• **What to do**:
Output exactly the lines below, starting with the line that has "Objective — for every instance of the rocky" and going on through the line that has "Objective — for every instance of the aged", both included, and no other lines.

• **Materials provided**:
=====
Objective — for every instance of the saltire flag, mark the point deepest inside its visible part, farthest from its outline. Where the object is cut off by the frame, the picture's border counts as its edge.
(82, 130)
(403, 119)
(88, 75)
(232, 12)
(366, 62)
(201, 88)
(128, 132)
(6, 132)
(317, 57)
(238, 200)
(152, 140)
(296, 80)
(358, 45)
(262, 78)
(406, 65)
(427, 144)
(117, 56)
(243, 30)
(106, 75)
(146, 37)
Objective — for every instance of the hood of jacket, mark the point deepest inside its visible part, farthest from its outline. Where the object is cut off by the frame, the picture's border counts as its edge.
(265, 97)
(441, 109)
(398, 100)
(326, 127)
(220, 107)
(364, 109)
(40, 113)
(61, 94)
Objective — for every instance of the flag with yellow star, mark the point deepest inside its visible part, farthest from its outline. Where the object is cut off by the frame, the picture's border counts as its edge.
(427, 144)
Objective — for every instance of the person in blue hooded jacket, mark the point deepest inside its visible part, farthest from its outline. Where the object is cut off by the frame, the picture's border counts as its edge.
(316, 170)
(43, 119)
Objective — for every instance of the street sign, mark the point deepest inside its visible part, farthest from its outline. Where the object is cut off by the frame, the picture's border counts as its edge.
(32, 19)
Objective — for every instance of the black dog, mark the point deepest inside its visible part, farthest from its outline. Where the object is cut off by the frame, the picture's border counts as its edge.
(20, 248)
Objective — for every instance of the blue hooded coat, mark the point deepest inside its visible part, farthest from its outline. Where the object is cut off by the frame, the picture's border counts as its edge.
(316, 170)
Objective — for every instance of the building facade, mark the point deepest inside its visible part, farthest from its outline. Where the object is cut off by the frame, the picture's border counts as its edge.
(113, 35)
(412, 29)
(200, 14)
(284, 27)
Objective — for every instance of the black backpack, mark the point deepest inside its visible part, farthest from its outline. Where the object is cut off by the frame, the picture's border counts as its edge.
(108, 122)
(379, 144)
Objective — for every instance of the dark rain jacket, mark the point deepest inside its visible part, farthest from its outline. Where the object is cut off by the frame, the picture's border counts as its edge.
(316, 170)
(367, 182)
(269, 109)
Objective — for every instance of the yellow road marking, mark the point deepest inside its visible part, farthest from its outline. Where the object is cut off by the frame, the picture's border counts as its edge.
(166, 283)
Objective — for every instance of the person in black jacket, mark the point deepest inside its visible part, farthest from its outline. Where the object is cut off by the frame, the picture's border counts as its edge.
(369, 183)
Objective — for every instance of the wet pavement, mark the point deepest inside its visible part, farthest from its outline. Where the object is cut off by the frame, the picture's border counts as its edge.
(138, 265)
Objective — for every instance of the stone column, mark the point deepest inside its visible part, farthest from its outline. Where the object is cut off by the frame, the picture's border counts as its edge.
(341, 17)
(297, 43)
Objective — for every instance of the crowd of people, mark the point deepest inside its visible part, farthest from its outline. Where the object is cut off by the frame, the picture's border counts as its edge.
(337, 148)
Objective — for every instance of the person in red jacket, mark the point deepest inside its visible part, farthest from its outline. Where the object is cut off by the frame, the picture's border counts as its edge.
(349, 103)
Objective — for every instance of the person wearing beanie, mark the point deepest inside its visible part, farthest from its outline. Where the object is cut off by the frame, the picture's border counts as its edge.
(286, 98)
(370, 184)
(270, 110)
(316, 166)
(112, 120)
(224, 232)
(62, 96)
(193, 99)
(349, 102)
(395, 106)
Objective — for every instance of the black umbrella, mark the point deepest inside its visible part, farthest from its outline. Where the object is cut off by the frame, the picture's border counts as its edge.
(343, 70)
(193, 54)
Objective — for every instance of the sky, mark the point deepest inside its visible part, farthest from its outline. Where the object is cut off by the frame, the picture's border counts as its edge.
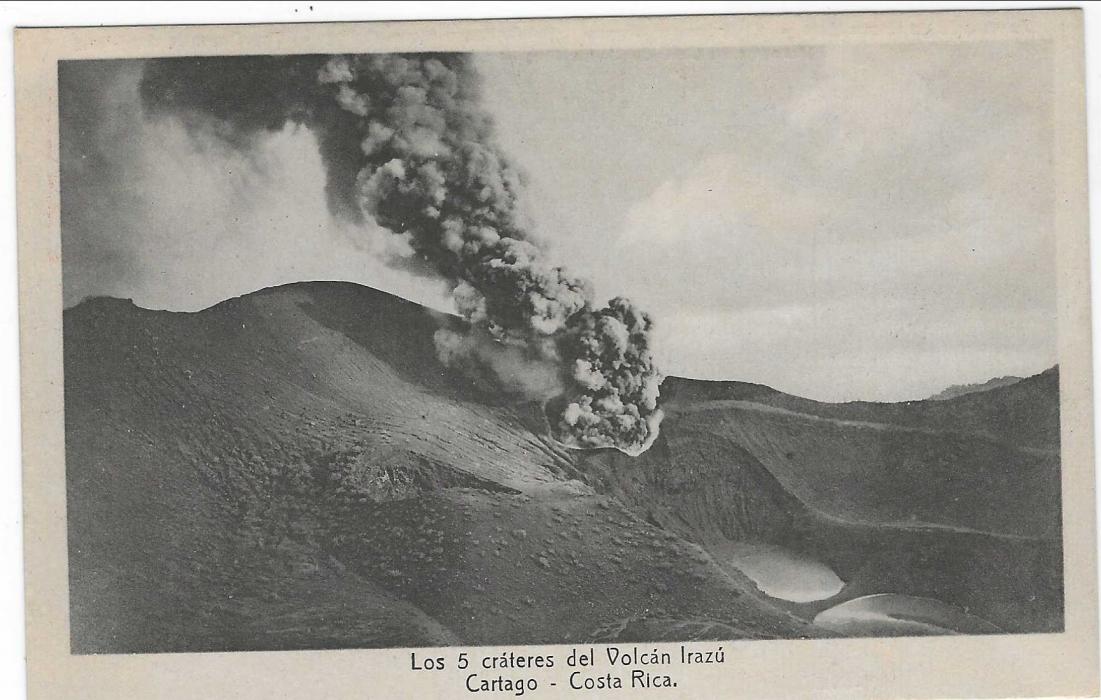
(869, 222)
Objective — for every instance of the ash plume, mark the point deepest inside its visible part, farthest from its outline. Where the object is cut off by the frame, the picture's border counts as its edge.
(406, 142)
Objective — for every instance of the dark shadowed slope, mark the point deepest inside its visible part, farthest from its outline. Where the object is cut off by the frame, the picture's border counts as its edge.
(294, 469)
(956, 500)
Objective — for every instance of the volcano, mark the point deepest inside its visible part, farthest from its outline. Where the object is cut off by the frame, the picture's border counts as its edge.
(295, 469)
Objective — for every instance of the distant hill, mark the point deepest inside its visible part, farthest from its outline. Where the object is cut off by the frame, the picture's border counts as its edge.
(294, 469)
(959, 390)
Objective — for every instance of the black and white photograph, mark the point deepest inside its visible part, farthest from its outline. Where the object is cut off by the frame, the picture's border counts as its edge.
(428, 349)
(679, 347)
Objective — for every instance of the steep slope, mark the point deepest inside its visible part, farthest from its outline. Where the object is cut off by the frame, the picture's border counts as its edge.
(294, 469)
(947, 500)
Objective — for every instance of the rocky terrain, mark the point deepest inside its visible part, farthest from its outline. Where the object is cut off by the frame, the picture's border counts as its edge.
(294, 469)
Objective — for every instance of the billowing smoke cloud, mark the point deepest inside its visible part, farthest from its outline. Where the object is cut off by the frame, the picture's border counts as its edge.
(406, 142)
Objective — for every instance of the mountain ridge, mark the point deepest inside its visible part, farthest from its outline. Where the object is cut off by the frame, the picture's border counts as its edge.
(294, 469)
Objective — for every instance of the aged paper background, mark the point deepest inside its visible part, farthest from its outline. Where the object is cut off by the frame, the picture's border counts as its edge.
=====
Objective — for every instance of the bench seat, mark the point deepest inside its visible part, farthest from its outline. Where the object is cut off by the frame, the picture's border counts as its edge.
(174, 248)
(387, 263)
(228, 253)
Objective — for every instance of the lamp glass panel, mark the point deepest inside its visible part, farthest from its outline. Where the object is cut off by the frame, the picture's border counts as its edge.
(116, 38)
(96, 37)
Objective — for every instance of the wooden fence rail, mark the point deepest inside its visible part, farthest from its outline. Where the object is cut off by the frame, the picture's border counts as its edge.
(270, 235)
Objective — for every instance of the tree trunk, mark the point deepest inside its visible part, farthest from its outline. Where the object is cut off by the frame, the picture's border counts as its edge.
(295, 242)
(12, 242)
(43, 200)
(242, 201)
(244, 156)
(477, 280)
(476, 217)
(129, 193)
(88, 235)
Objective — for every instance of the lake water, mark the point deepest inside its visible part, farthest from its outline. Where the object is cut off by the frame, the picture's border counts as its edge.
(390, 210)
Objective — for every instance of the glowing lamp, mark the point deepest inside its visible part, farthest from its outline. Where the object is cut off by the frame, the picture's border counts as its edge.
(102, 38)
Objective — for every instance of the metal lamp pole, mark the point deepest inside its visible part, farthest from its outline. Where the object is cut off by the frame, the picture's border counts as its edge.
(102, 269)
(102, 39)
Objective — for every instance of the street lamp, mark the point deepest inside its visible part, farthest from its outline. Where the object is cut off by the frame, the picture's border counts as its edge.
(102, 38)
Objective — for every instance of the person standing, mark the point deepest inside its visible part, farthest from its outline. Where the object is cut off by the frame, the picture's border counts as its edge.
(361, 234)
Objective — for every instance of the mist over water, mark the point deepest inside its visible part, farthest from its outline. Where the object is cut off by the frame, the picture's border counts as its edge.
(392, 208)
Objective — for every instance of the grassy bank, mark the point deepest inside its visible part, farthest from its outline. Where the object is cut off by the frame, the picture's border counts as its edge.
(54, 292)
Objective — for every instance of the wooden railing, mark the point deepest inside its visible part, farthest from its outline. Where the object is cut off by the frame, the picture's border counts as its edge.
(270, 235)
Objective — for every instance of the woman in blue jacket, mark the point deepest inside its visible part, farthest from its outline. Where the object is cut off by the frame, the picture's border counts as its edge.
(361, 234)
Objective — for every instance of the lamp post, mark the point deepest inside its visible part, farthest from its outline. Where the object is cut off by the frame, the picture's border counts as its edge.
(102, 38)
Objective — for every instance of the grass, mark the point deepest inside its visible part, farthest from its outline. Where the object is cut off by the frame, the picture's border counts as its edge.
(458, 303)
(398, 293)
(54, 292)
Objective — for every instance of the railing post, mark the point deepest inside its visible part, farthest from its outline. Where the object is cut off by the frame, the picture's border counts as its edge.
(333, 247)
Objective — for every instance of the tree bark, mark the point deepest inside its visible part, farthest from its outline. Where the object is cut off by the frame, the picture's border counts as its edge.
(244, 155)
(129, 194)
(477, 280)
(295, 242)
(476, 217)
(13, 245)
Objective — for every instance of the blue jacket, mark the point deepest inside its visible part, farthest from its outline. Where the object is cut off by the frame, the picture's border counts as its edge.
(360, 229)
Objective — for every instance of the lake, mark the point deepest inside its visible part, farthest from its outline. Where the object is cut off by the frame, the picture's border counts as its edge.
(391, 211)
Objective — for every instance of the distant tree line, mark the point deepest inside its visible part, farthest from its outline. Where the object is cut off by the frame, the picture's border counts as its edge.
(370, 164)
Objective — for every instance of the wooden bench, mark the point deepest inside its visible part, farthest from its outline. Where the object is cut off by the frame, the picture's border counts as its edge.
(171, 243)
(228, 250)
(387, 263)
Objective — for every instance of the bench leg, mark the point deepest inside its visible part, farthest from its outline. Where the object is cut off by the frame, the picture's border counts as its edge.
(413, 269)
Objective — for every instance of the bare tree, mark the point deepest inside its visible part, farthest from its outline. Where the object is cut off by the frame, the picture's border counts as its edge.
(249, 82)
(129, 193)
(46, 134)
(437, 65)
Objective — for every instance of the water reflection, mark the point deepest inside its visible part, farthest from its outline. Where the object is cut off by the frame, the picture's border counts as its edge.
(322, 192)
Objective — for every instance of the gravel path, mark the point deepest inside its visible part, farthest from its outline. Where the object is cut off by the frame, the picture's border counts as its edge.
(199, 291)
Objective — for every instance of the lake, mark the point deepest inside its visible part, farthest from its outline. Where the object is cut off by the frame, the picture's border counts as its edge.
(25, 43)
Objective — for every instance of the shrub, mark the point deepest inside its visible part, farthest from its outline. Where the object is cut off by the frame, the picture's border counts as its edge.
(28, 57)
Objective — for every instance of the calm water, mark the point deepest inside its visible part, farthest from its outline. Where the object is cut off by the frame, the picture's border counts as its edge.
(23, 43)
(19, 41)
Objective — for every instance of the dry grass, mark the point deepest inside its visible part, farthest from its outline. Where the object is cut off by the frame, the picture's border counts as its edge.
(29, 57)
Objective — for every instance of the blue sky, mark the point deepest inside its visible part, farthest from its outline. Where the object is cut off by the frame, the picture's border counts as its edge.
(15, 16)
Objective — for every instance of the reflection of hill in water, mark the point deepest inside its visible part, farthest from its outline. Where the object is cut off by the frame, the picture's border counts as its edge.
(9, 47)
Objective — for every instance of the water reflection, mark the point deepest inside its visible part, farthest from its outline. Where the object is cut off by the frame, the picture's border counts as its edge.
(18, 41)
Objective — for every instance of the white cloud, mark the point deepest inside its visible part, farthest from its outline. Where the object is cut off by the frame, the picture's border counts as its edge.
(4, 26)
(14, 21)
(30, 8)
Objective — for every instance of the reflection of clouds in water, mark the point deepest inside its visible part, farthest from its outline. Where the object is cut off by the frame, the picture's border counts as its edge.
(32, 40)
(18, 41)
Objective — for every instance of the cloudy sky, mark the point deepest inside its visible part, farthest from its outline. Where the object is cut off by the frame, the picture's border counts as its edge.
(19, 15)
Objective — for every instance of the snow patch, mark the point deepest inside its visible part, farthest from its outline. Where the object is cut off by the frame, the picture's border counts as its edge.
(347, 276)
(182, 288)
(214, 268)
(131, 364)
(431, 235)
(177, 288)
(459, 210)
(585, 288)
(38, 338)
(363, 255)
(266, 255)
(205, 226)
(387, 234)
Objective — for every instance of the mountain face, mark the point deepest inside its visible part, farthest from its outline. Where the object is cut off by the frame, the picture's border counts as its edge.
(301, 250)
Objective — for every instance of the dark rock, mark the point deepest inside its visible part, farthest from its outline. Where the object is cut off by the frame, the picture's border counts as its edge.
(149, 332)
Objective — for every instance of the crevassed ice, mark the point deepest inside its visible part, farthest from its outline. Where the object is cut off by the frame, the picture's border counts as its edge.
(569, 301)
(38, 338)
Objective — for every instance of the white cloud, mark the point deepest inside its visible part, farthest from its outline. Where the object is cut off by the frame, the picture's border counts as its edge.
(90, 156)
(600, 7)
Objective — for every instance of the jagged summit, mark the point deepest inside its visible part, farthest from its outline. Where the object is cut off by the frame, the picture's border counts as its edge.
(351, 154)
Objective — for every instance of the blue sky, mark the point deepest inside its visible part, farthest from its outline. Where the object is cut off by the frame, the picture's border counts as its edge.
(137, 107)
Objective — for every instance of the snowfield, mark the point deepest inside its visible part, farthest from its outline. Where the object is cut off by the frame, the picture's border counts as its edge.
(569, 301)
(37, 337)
=====
• **Answer area**:
Objective — for every instance of the rocky terrain, mark the point deepest inside its visible part, farthest from its outline. Where the object is cut off by the frame, the picture's border counts as its edge.
(294, 469)
Objective — for every instance of the billowing smoke cloud, mark the point deepest inside its visible part, farthest from its outline. Where the object is cut off by the frame, the picture's border counts as its edge.
(406, 142)
Objective — for every instance of the mountain ridge, mark the point deepest inside its visible part, farthest from its outline. Where the object is cut off by the frame, the picture's border counts as its edge.
(294, 469)
Objective — for every instance of the aged paper background, mark the point deepest inside its visible part, farthest from its outline. Where the object is cut off by the frame, the picture's border counts as its edge.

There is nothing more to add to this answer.